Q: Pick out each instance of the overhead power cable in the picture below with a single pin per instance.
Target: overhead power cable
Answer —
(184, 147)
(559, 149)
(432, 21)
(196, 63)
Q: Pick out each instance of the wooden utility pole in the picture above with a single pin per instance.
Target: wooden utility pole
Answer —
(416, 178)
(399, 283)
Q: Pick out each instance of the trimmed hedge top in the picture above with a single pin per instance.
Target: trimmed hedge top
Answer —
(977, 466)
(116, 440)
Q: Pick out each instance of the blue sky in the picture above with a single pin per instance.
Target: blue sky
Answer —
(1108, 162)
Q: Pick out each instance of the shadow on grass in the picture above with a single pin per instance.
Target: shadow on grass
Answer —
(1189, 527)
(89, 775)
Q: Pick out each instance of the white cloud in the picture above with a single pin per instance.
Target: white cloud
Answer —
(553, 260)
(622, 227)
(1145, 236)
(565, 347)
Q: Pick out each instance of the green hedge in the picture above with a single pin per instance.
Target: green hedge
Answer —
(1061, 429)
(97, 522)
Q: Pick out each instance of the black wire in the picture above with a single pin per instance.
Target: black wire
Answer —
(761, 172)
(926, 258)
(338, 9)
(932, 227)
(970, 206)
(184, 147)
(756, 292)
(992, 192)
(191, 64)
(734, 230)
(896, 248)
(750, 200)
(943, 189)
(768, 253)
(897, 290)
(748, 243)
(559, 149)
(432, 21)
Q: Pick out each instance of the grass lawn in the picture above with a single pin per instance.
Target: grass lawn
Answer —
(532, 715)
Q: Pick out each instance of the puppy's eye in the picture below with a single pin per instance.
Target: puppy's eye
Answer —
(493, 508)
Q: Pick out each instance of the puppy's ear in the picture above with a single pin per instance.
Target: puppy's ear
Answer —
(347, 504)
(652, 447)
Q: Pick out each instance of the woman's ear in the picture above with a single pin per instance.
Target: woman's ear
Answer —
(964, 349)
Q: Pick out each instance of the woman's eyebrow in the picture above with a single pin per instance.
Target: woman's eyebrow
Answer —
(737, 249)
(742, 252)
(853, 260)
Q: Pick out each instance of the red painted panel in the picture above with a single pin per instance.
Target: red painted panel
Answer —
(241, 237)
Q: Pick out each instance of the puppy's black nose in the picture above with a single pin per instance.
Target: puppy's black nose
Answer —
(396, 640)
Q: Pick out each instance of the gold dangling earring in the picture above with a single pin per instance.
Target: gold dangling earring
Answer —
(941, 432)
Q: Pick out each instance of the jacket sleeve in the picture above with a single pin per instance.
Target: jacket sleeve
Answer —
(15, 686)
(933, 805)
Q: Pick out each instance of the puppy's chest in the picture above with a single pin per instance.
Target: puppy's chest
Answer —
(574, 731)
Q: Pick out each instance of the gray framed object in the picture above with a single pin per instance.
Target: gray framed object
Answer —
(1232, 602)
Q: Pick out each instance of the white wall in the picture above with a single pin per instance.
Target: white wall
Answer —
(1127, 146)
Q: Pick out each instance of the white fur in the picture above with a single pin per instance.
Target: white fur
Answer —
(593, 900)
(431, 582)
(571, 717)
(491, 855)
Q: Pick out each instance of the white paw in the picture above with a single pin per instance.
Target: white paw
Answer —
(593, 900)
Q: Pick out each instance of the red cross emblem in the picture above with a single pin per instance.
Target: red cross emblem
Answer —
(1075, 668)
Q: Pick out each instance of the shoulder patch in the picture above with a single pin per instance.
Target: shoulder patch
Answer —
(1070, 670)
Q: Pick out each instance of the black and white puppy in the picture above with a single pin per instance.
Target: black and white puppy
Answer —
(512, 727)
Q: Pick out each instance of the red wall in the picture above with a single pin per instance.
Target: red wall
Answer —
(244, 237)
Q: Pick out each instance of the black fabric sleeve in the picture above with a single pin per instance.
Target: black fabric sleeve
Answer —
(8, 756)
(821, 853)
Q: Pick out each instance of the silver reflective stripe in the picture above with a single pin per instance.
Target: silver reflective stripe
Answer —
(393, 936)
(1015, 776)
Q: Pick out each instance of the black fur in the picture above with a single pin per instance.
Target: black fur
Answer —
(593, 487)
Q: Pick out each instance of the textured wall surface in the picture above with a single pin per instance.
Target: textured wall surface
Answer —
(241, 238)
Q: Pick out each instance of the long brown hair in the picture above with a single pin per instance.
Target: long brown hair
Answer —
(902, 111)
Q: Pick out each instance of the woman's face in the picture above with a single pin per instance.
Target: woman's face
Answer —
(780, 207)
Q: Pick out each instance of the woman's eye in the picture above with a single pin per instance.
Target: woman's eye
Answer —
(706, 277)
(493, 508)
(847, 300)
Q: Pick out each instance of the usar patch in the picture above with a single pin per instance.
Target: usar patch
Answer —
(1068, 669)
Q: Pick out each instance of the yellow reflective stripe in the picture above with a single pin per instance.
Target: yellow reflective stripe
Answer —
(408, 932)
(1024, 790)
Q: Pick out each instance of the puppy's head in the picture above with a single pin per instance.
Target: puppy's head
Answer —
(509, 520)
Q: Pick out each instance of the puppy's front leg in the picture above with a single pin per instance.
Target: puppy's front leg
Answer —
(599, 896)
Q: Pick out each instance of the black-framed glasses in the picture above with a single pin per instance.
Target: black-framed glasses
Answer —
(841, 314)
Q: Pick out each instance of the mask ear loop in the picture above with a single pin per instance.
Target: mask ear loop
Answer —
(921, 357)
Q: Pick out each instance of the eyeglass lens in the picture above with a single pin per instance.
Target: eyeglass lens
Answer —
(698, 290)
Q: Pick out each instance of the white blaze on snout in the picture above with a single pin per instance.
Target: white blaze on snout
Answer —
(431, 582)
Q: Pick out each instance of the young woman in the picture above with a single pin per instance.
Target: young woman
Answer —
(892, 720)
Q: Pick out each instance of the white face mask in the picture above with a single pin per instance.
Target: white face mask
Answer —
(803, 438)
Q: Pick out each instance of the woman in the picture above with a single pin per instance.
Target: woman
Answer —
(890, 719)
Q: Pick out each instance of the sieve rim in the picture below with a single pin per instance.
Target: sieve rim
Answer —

◆ ◆ ◆ ◆ ◆ ◆ ◆

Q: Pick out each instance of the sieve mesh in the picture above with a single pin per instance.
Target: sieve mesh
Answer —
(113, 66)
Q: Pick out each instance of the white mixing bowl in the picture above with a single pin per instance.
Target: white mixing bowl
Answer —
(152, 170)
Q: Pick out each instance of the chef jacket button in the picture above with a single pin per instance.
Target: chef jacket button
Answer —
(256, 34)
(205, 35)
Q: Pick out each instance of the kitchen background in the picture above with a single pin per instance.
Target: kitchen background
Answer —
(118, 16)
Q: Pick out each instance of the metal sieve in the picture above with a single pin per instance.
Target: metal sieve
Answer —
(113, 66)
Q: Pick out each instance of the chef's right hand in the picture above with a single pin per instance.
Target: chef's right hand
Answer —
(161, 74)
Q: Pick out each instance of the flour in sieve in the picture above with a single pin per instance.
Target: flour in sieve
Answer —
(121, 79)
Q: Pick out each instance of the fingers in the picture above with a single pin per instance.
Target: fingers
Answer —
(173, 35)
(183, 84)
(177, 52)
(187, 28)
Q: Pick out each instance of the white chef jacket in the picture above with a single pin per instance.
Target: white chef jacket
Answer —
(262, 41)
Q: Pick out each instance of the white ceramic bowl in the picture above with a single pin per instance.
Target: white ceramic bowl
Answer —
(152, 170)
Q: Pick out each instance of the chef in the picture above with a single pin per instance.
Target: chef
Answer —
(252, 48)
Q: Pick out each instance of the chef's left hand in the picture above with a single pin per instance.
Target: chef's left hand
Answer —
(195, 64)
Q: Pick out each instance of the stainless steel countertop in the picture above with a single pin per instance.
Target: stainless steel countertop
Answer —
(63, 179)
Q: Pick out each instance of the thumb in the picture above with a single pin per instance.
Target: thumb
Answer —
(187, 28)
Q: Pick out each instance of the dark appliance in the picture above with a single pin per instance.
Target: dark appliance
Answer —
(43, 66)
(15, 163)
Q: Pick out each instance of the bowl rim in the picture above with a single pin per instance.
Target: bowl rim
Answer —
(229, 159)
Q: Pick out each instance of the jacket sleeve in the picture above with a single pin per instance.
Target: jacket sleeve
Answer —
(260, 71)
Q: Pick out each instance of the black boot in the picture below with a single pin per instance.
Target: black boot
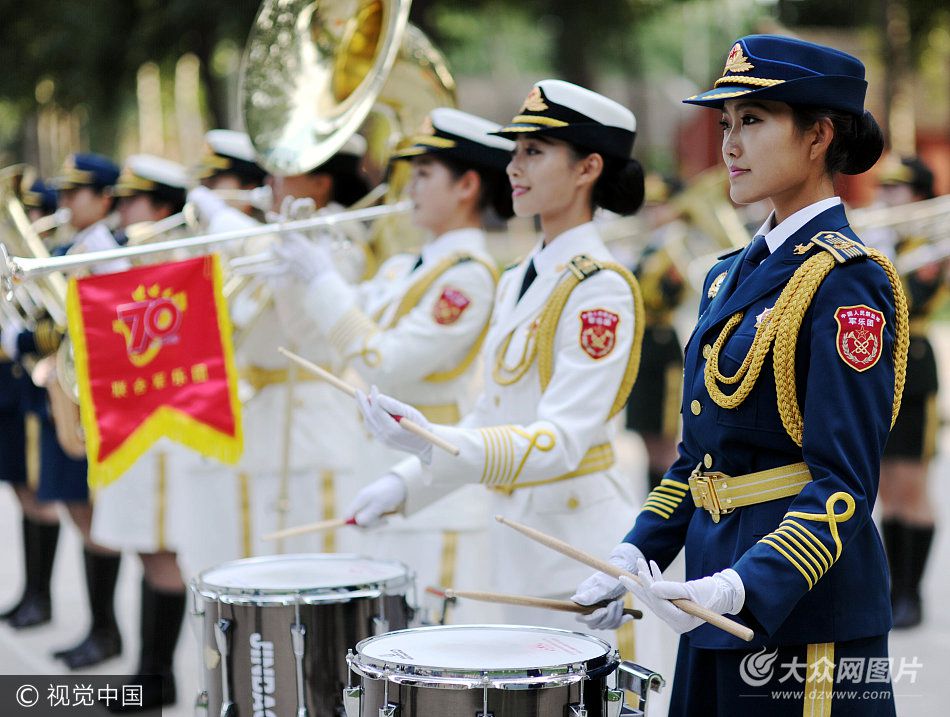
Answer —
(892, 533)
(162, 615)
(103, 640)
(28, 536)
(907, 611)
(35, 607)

◆ ◆ ◆ ◆ ◆ ◆ ◆

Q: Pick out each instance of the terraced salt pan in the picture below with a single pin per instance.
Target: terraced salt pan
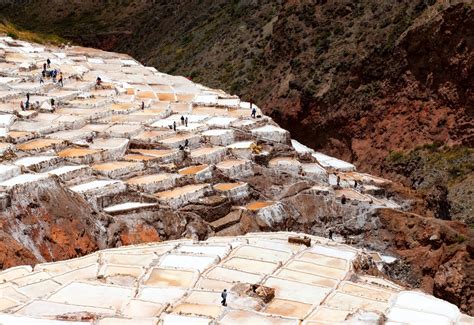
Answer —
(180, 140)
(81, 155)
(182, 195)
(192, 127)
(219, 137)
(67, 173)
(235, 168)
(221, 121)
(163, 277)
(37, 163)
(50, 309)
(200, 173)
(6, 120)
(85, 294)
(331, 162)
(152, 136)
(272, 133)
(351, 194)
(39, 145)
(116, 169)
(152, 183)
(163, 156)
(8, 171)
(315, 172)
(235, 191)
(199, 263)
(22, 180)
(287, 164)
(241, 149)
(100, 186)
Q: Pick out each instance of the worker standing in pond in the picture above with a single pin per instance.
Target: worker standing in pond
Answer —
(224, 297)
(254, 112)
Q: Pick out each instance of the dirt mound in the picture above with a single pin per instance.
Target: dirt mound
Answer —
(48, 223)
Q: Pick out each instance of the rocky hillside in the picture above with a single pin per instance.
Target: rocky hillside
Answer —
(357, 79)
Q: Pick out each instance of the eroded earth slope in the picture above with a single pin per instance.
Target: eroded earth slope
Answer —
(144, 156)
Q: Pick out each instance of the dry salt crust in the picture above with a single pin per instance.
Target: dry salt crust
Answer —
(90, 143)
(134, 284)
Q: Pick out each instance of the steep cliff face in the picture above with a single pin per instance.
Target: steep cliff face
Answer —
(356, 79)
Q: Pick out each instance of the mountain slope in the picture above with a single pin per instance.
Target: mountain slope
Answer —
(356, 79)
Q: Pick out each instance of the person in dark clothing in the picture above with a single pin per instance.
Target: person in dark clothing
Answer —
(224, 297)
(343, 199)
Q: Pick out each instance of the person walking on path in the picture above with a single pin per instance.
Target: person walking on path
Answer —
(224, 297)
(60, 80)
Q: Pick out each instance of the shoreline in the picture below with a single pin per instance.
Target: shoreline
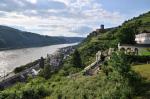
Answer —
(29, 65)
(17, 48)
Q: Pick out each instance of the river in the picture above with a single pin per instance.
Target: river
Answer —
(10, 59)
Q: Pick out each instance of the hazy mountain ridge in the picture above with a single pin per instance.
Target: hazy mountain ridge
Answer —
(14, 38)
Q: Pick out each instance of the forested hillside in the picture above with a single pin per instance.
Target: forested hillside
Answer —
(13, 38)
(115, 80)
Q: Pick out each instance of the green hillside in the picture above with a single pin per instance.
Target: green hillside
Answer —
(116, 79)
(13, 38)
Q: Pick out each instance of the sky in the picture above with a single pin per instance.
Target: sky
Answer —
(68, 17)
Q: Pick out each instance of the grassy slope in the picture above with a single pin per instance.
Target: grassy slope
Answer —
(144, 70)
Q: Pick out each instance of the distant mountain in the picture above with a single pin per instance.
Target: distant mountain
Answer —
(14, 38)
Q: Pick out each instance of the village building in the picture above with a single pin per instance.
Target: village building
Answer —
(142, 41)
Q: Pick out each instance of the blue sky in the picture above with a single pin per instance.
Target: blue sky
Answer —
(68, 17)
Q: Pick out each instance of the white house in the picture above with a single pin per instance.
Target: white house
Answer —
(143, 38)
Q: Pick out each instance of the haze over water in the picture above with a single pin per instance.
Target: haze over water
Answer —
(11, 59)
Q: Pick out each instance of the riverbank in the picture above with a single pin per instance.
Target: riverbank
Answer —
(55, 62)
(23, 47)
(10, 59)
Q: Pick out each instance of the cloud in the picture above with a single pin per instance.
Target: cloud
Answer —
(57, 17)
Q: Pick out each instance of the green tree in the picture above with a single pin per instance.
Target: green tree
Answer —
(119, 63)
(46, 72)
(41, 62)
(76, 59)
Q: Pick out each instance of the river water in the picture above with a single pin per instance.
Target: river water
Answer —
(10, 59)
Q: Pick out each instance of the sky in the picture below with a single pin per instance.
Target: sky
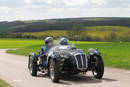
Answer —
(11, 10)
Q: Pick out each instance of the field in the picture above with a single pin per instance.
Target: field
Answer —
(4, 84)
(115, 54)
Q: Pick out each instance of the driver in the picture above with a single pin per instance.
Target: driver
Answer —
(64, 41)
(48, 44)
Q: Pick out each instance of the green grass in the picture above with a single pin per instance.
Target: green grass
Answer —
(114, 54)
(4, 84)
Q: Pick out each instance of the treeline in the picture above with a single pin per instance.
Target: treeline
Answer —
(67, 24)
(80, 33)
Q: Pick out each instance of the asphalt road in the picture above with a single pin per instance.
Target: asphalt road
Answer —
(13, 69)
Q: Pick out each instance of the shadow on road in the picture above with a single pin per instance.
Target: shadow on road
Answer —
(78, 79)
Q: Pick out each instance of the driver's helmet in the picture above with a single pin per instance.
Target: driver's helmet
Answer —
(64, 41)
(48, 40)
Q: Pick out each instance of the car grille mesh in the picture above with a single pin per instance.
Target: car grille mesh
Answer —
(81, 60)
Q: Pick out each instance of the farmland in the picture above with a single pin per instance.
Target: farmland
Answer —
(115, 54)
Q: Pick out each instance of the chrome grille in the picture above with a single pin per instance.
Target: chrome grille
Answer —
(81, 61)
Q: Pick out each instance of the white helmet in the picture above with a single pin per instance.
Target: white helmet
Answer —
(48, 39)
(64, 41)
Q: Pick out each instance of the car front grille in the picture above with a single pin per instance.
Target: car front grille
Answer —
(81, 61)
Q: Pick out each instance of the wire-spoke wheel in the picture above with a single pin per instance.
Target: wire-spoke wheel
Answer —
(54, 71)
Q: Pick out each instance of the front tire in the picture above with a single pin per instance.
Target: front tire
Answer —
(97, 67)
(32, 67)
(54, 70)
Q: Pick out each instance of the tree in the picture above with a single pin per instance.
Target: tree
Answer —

◆ ◆ ◆ ◆ ◆ ◆ ◆

▸ **TRY IT**: Send back exactly the lines of the listing above starting at the one with "Target: white fur" and ending at the one with "Target: silver reflective stripe", inclusive, and no others.

▸ **RESULT**:
Target: white fur
Answer —
(593, 900)
(431, 582)
(571, 717)
(491, 855)
Q: Pick out each instance of the white paw in the picture above with a single pin per instance.
Target: white paw
Answer —
(593, 900)
Q: Pick out each instance of the red cross emblem in the picture above with a single pin per instance.
Target: red cross emblem
Answer —
(1075, 668)
Q: Pick out each instance of the shoulder patch in the picture above with a single pin per instance.
Target: shoulder patch
Answer —
(1070, 670)
Q: Pick out each instance of the black and white puppy in the picture above with a single pin per instance.
Target: black and white puppy
Answer —
(512, 727)
Q: Pick out each instance of the red wall in the picture above with a single pin per instance.
Target: red wall
Answer —
(244, 237)
Q: Pick out each instance of the black fabric sleeve in the picture above with a single pin per instance.
Target: black fabric sleeve
Answer —
(8, 756)
(821, 853)
Q: Pick out each instance of the silver reflective stripe in the picture above with a single pin per instance.
Target: silver reflective stripe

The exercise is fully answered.